## Start Listed entries

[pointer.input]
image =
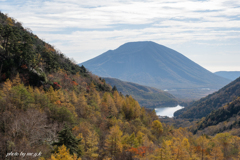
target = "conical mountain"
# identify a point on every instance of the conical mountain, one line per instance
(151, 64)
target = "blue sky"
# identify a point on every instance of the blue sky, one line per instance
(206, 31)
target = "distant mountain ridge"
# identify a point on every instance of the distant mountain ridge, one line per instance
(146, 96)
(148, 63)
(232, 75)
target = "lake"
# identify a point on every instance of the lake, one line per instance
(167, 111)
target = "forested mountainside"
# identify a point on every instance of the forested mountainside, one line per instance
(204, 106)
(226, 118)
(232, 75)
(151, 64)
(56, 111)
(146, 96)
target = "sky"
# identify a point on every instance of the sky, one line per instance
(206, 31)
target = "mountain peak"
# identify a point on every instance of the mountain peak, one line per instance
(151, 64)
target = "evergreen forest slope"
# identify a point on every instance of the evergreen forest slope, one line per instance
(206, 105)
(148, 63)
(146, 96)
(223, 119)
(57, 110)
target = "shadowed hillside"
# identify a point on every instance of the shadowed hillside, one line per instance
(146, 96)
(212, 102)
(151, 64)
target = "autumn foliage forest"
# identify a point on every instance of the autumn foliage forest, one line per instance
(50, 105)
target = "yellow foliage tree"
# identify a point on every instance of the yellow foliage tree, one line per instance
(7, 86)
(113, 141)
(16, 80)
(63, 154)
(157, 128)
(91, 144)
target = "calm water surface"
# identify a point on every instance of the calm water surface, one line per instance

## End Listed entries

* [Written task]
Pull out every line of the records that contains the string "peak" and list those lines in their original order.

* [Reply]
target = "mountain peak"
# identify a point on every instance of the mountain peak, one line per instance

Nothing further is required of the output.